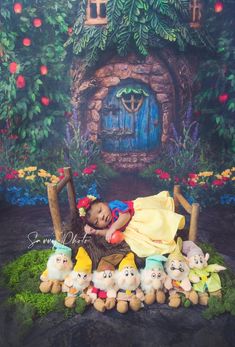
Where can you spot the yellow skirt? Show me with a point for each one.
(153, 227)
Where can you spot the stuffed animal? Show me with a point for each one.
(79, 279)
(204, 277)
(128, 281)
(177, 281)
(104, 291)
(152, 279)
(59, 265)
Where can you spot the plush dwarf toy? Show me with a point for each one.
(128, 281)
(177, 280)
(103, 293)
(152, 279)
(204, 277)
(59, 265)
(79, 279)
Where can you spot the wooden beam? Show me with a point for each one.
(55, 210)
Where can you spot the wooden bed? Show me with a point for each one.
(53, 197)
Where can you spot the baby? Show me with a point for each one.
(149, 224)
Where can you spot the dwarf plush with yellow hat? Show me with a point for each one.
(59, 265)
(152, 279)
(128, 282)
(79, 279)
(177, 281)
(104, 291)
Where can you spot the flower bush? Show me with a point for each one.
(206, 187)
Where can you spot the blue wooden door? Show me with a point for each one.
(126, 125)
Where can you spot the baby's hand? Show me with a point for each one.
(109, 234)
(89, 230)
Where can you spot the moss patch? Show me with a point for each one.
(25, 302)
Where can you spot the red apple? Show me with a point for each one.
(218, 6)
(26, 42)
(17, 7)
(13, 67)
(223, 98)
(117, 237)
(45, 100)
(20, 82)
(37, 22)
(43, 70)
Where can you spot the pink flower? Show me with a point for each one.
(217, 183)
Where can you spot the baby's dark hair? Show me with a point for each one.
(89, 209)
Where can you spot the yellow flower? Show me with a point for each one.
(30, 168)
(31, 177)
(206, 173)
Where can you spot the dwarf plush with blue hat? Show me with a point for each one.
(153, 278)
(59, 266)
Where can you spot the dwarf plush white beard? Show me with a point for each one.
(148, 282)
(54, 273)
(177, 269)
(103, 283)
(127, 282)
(80, 283)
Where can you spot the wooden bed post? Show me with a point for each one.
(55, 210)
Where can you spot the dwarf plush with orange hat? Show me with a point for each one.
(177, 281)
(152, 279)
(59, 265)
(79, 279)
(103, 294)
(128, 282)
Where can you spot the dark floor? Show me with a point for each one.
(152, 326)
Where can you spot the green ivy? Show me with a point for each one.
(136, 25)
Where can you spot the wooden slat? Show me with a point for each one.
(194, 222)
(55, 210)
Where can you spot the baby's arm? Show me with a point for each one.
(122, 220)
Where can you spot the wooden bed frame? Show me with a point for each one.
(53, 191)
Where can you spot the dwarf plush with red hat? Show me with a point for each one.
(59, 266)
(128, 282)
(177, 281)
(103, 293)
(152, 279)
(79, 279)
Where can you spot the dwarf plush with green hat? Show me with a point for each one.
(128, 282)
(59, 265)
(104, 291)
(152, 279)
(177, 281)
(78, 281)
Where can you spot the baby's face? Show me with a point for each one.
(100, 215)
----------------
* [AIM OF THE EXERCISE]: The entire listing is to be printed exactly, with each picture omitted.

* [ANSWER TO THE PROBLEM]:
Where can you spot the yellow skirt? Show me with a point for each one.
(153, 227)
Where can you spot the stuffed animal? Show me with a point for each one.
(79, 279)
(204, 277)
(128, 281)
(177, 281)
(104, 291)
(152, 279)
(59, 265)
Where can you spot the plush dwarf toy? Show me with a point for each one.
(128, 281)
(177, 280)
(103, 293)
(152, 279)
(204, 277)
(59, 265)
(79, 279)
Where can you spot the wooden beam? Show me with a point for each one.
(55, 210)
Where can you spot the wooden bed? Show me with a point for each one.
(53, 197)
Where can you spot the baby? Show me with a point for each one.
(149, 224)
Where can you spot the dwarf plush with yellow hat? Show me with a point for each one.
(59, 265)
(152, 279)
(128, 282)
(79, 279)
(177, 281)
(104, 291)
Where can you spot the flower bush? Show me with a point for each one.
(206, 187)
Where can you spot the blue wooden door? Show me with a point for each one.
(126, 125)
Where can you spot the baby's hand? Show me with a point for each one.
(109, 234)
(89, 230)
Where can you spot the moss patch? Show me with a point for each one.
(25, 302)
Where can you spot the red apple? Show me with a point for each one.
(218, 6)
(26, 42)
(17, 7)
(13, 67)
(223, 98)
(117, 237)
(45, 100)
(20, 82)
(37, 22)
(43, 70)
Where can you spot the pink flower? Show me with a point for each one.
(217, 183)
Where can you spot the baby's dark hair? Show me with a point for each one.
(89, 209)
Where can you spot the yellow flower? Show me with a point for each one.
(30, 168)
(31, 177)
(206, 173)
Where can you spot the dwarf plush with blue hat? Show me with a point for each one.
(153, 278)
(59, 266)
Where can you spot the dwarf plush white beard? Show me with a point for each one.
(148, 282)
(54, 273)
(177, 269)
(103, 283)
(127, 282)
(80, 283)
Where can you spot the wooden bed post? Show me with a point for each one.
(55, 210)
Where can you spot the dwarf plush with orange hat? Show me with a point for each one.
(177, 281)
(152, 279)
(59, 265)
(79, 279)
(103, 294)
(128, 282)
Where can you spot the dark floor? Show me with a point for each one.
(152, 326)
Where can you spot the green ivy? Show me with a point for each one.
(136, 25)
Where can you spot the wooden slat? Show me with a point for each one.
(194, 222)
(55, 210)
Where can you spot the baby's arm? Show me with a point for each one.
(122, 220)
Where can you spot the wooden bed frame? Show me with a point for each one.
(53, 191)
Where can you spot the dwarf plush with red hat? Show me with a point for each one.
(59, 266)
(128, 282)
(177, 281)
(103, 293)
(152, 279)
(79, 279)
Where can you spot the dwarf plush with green hat? Show me with a point for each one.
(128, 282)
(59, 265)
(104, 291)
(152, 279)
(177, 281)
(78, 281)
Where can you spot the baby's face? Show me with a point for each one.
(100, 215)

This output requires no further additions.